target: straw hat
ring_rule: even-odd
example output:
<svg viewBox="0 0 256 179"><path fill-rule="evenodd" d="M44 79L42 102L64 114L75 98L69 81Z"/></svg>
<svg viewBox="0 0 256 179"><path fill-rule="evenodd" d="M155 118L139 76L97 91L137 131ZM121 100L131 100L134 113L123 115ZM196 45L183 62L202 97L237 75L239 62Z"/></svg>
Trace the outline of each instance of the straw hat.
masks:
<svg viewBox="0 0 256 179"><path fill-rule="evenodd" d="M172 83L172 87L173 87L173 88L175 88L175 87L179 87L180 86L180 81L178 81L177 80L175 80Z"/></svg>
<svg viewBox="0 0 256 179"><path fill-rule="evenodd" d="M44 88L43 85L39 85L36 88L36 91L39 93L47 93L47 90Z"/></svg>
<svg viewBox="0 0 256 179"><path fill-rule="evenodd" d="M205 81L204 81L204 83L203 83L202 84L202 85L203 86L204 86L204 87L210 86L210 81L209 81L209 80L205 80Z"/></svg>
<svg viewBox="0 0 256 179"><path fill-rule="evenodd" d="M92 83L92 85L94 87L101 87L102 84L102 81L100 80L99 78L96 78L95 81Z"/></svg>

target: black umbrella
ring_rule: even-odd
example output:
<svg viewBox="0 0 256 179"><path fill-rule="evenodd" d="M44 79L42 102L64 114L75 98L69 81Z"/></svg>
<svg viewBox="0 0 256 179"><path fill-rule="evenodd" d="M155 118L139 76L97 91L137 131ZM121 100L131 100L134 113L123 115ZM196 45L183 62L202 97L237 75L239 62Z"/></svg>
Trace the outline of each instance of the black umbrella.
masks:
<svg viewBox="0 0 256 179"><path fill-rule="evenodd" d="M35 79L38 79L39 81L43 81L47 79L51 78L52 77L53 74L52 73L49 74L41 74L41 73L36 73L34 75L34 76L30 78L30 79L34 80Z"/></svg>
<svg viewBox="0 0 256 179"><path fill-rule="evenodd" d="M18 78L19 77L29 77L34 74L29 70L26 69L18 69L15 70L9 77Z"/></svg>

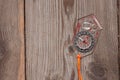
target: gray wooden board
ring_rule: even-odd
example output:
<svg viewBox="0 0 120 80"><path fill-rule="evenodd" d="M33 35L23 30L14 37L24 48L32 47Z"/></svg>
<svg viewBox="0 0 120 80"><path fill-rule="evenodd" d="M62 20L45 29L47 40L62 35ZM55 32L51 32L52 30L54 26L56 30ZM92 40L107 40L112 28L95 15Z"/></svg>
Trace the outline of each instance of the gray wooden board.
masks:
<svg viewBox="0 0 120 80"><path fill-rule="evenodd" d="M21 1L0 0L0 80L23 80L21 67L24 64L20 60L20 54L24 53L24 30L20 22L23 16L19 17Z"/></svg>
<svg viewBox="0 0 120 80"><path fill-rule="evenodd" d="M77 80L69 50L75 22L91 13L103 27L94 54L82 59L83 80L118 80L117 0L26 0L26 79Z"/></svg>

◆ **Your objective**
Put the data starting with the line containing "target: gray wooden board" and going on through the end of the data into a two-column CSV with the headers text and answer. Each row should pair the text to be answered with its answer, with each value in one quoted field and line breaks replaced by spaces.

◆ **Answer to the exercise**
text,answer
"target: gray wooden board ring_rule: even-odd example output: <svg viewBox=""0 0 120 80""><path fill-rule=""evenodd"" d=""M33 35L23 30L14 37L24 48L32 47Z""/></svg> <svg viewBox=""0 0 120 80""><path fill-rule=""evenodd"" d=""M62 20L45 29L47 40L62 35ZM55 32L51 32L52 30L54 26L56 30ZM92 40L107 40L112 28L95 15Z""/></svg> Trace the outline of each instance of the gray wooden board. masks:","<svg viewBox=""0 0 120 80""><path fill-rule=""evenodd"" d=""M21 1L0 0L0 80L23 80L21 67L24 64L20 60L20 54L24 53L24 30L20 22L23 16L19 17Z""/></svg> <svg viewBox=""0 0 120 80""><path fill-rule=""evenodd"" d=""M77 80L69 50L75 22L91 13L103 27L94 54L82 59L83 80L118 80L117 0L26 0L26 79Z""/></svg>"